Doel — Geef de regels hieronder weer als een JSON-lijst van strings, één string per regel en zonder lege regels. Begin bij de regel met "output [[765, 475]]." en eindig bij de regel met "[[417, 112]]".
◆ ◆ ◆ ◆
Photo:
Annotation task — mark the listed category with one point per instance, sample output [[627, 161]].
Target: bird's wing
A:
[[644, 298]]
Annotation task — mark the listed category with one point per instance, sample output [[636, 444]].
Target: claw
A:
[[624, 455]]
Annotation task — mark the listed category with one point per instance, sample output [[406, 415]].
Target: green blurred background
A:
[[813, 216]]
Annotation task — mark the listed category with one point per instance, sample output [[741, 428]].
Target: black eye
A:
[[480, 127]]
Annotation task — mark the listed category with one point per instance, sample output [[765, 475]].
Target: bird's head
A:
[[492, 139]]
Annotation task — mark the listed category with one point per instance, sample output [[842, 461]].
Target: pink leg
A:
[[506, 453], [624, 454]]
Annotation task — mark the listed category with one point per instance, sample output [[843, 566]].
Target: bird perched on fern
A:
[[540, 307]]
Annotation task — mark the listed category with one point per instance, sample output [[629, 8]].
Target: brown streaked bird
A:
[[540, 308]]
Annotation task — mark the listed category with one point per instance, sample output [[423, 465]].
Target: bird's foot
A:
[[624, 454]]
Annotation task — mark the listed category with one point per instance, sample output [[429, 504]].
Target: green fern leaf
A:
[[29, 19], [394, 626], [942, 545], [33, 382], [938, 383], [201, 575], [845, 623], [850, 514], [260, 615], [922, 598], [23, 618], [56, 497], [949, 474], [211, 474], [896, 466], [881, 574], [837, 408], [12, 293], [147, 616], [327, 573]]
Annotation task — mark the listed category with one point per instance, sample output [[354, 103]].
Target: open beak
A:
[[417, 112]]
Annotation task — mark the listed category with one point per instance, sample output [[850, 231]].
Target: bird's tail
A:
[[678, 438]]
◆ ◆ ◆ ◆
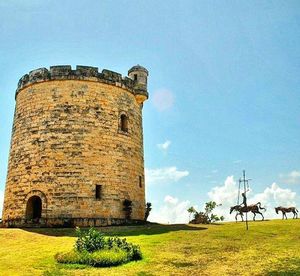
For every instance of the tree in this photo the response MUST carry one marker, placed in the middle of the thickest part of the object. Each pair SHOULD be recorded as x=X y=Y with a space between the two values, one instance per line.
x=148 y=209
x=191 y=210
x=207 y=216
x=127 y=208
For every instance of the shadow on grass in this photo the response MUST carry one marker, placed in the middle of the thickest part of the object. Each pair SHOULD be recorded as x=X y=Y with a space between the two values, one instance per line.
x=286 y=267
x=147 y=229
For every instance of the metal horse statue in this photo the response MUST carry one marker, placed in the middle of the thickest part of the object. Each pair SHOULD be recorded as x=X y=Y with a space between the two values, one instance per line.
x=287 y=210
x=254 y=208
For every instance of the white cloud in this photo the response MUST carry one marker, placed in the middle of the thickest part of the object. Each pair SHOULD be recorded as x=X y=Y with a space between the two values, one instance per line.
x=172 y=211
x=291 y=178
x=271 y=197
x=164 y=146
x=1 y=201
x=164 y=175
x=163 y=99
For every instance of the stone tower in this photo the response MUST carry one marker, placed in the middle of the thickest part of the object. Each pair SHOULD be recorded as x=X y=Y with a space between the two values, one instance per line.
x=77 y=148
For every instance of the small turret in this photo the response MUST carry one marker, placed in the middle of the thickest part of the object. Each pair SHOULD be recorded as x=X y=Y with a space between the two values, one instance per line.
◆ ◆ ◆ ◆
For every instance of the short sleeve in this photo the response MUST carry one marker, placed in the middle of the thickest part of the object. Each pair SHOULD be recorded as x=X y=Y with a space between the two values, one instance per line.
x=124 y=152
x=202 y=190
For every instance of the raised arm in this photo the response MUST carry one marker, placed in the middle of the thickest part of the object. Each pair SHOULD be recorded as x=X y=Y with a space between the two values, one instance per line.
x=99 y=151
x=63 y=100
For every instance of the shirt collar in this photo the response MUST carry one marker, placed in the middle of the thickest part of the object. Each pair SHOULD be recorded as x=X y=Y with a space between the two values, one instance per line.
◆ ◆ ◆ ◆
Antwoord —
[
  "Annotation task — mark the listed category with one point per instance, sample output [[765, 475]].",
  "Target: bird's head",
  "A:",
  "[[492, 139]]",
  "Annotation task — mark the listed category with one point per instance, sample output [[842, 461]].",
  "Target: pink leg",
  "A:",
  "[[506, 453], [624, 454]]",
  "Annotation task — mark the listed category with one point per instance, sample output [[843, 566]].",
  "Target: bird perched on fern",
  "A:",
  "[[540, 307]]",
  "Annotation task — mark the listed category with one point per instance, sample output [[629, 8]].",
  "Target: brown streaked bird",
  "A:",
  "[[540, 308]]",
  "Annotation task — mark the listed category with one point per instance, sample output [[423, 465]].",
  "Target: bird's foot",
  "A:",
  "[[624, 454]]",
  "Annotation task — mark the listed category with one point per instance, sample output [[429, 504]].",
  "Target: green fern leaf",
  "A:",
  "[[29, 19], [394, 626], [942, 545], [33, 382], [938, 383], [201, 575], [845, 623], [850, 514], [260, 615], [922, 598], [23, 618], [56, 497], [949, 474], [211, 474], [896, 466], [881, 574], [837, 408], [12, 293], [147, 616], [327, 573]]",
  "Annotation task — mark the listed category with one point per instance, sample output [[354, 103]].",
  "Target: open beak",
  "A:",
  "[[417, 112]]"
]